» **Text excerpt**:
● ● ● ●

The principle now brought under discussion [that the absolutely incognizable is absolutely inconceivable] is directly idealistic; for, since the meaning of a word is the conception it conveys, the absolutely incognizable has no meaning because no conception attaches to it. It is, therefore, a meaningless word; and, consequently, whatever is meant by any term as “the real” is cognizable in some degree, and so is of the nature of a cognition, in the objective sense of that term. (EP 1:51-2, CP 5.310)
Here Peirce is arguing that everything real “is of the nature of a cognition, in the objective sense of that term,” i.e., of the term “cognition.”
This means that everything real is capable of being cognized, of being thought. There is nothing real that is incapable of being the object of thought.
As we have seen, this is Peirce’s cognitionism…
cognitionism (df.): the view that everything real is “of the nature of a cognition,” i.e. capable of being cognized or thought. [1]
In adopting cognitionism, Peirce is disagreeing not only with Descartes, but also with Immanuel Kant (1724-1804):
· Kant divided the world into phenomena (things as they are experienced by us) and noumena (things as they are in themselves, apart from how we experience them).
· On Kant’s view, humans can never know the world as it is in itself (“die Welt an sich”); we can only know the world as we experience it
· Peirce is rejecting Kant’s distinction between phenomena and noumena. On Peirce’s view, the idea of that which cannot be experienced or thought by humans is meaningless.
But towards the end of “Some Consequences...” it seems for a moment as if Peirce is acknowledging that there are things in themselves.
Peirce returns to the second denial, his view that we do not have intuitions (recall that an intuition is “a cognition not determined by a previous cognition of the same object, and therefore so determined by something out of consciousness.” (EP 1:11, “Questions Concerning...”):
At any moment we are in possession of certain information, that is, of cognitions which have been logically derived by induction and hypothesis from previous cognitions which are less general, less distinct, and of which we have a less lively consciousness. These in their turn have been derived from others still less general, less distinct, and less vivid; and so on back to the ideal* first, which is quite singular, and quite out of consciousness. This ideal first is the particular thing-in-itself. (EP 1:52, CP 5.311)
[Peirce’s footnote: *By an ideal, I mean the limit which the possible cannot attain.]
Here is the account of thinking that Peirce is suggesting:
This certainly sounds as if Peirce is admitting that there are Kantian things-in-themselves, of which we have no direct awareness but which cause the cognitions of which we are aware.
But Peirce goes on to explicitly deny that there are such ideal things-in-themselves:
... This ideal first is the particular thing-in-itself. It does not exist as such. That is, there is no thing which is in-itself in the sense of not being relative to the mind, though things which are relative to the mind doubtless are, apart from that relation. (EP 1:52, CP 5.311)
Here is what I think Peirce is saying in this passage:
What comes next is relatively mysterious:
The cognitions which thus reach us by this infinite series of inductions and hypotheses (which though infinite a parte ante logice [i.e., from the standpoint of logic], is yet as one continuous process not without a beginning in time) ...
[2.2.4.2.] Truth and Reality.
Towards the end of “Some Consequences…”, Peirce gives an account of truth and reality (or the real).

● ● ● ●

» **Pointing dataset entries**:
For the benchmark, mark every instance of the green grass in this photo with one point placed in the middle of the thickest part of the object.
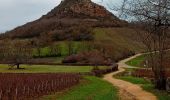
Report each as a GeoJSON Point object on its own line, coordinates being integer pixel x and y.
{"type": "Point", "coordinates": [137, 62]}
{"type": "Point", "coordinates": [146, 85]}
{"type": "Point", "coordinates": [47, 69]}
{"type": "Point", "coordinates": [92, 89]}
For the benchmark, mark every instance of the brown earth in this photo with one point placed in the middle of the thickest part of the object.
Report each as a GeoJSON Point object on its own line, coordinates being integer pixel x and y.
{"type": "Point", "coordinates": [127, 90]}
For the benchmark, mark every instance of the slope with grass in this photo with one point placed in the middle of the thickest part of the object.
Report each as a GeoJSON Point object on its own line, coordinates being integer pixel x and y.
{"type": "Point", "coordinates": [48, 69]}
{"type": "Point", "coordinates": [145, 84]}
{"type": "Point", "coordinates": [91, 88]}
{"type": "Point", "coordinates": [128, 90]}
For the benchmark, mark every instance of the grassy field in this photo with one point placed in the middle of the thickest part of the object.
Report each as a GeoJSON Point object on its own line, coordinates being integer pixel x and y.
{"type": "Point", "coordinates": [47, 69]}
{"type": "Point", "coordinates": [120, 40]}
{"type": "Point", "coordinates": [91, 88]}
{"type": "Point", "coordinates": [137, 62]}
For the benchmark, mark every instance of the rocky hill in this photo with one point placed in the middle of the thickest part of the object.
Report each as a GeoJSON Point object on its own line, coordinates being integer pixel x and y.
{"type": "Point", "coordinates": [68, 16]}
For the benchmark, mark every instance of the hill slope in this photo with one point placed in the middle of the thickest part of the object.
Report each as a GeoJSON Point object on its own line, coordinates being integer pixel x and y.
{"type": "Point", "coordinates": [69, 14]}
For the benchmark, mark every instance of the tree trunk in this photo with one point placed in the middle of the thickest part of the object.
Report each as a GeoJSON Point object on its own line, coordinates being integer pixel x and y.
{"type": "Point", "coordinates": [160, 83]}
{"type": "Point", "coordinates": [18, 66]}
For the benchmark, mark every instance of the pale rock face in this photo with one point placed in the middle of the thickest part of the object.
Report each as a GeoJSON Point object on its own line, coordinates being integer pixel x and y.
{"type": "Point", "coordinates": [81, 7]}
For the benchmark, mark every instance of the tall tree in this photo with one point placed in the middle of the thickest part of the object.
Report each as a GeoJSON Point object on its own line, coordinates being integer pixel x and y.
{"type": "Point", "coordinates": [15, 52]}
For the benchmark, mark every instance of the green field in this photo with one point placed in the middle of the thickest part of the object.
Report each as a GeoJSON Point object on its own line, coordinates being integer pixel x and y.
{"type": "Point", "coordinates": [137, 62]}
{"type": "Point", "coordinates": [145, 84]}
{"type": "Point", "coordinates": [92, 88]}
{"type": "Point", "coordinates": [47, 69]}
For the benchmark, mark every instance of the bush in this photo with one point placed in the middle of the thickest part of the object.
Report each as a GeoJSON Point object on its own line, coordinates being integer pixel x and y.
{"type": "Point", "coordinates": [90, 58]}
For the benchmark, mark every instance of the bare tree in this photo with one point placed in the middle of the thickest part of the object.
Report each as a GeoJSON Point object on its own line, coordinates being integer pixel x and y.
{"type": "Point", "coordinates": [15, 52]}
{"type": "Point", "coordinates": [153, 18]}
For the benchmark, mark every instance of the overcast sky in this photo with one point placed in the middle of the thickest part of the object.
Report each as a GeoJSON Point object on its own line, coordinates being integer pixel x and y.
{"type": "Point", "coordinates": [14, 13]}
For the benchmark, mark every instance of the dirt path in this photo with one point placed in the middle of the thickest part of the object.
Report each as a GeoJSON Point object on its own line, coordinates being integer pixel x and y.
{"type": "Point", "coordinates": [128, 91]}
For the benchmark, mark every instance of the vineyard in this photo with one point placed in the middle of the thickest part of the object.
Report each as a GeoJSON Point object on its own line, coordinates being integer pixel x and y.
{"type": "Point", "coordinates": [146, 73]}
{"type": "Point", "coordinates": [24, 86]}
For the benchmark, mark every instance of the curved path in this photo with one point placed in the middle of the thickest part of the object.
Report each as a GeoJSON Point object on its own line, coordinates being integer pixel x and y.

● ● ● ●

» **Request 1**: Count the lines in the entries that contain the string "path". Reply with that number alone.
» **Request 2**: Carry on the passage about Peirce's views on cognition and reality, picking up right after its final sentence.

» **Reply 1**: 2

» **Reply 2**:
He describes two types of cognition:
· true cognitions: “cognitions whose objects are real”
· untrue cognitions: “cognitions whose objects are unreal.”
And he explains the real as follows:
The real … is that which, sooner or later, information and reasoning would finally result in, and which is therefore independent of the vagaries of me and you. Thus, the very origin of the conception of reality shows that this conception essentially involves the notion of a COMMUNITY without definite limits, and capable of a definite increase in knowledge. And so those two series of cognition -- the real and the unreal -- consist of those which, at a time sufficiently future, the community will always continue to re-affirm; and of those which, under the same conditions, will ever after be denied. Now, a proposition whose falsity can never be discovered, and the error of which therefore is absolutely incognizable, contains, upon our principle, absolutely no error. Consequently, that which is thought in these cognitions is the real, as it really is. (EP 1:52, CP 5.311)
What he says here about truth and reality constitute the first published statement of his pragmatic conception of truth and reality. We will return to this when we read “How to Make Our Ideas Clear.” Peirce would later refer to this as the social theory of reality.[3]
The passage continues:
There is nothing, then, to prevent our knowing outward things as they really are, and it is most likely that we do thus know them in numberless cases, although we can never be absolutely certain of doing so in any special case. (EP 1:52, CP 5.311)
So true beliefs represent the real, i.e., they represent the world as it really is. Our true beliefs give us access to reality. We are not epistemically “trapped” within our own experiences, as Kant would have it.
But this is not to say that we are infallible. Although many of our beliefs are true, and thus represent the world as it really is, in no specific case is there any guarantee that a given belief is true. Recall Peirce’s fallibilism: any belief, no matter how seemingly secure, might turn out to have been false all along.
[2.2.4.3.] Scholastic Realism
At this point in “Some Consequences,” Peirce gives one of his earliest published defenses of a metaphysical doctrine that he took to be of central importance:
scholastic realism (df.): there are real “generals,” i.e., universals, including natural kinds, types, laws, etc.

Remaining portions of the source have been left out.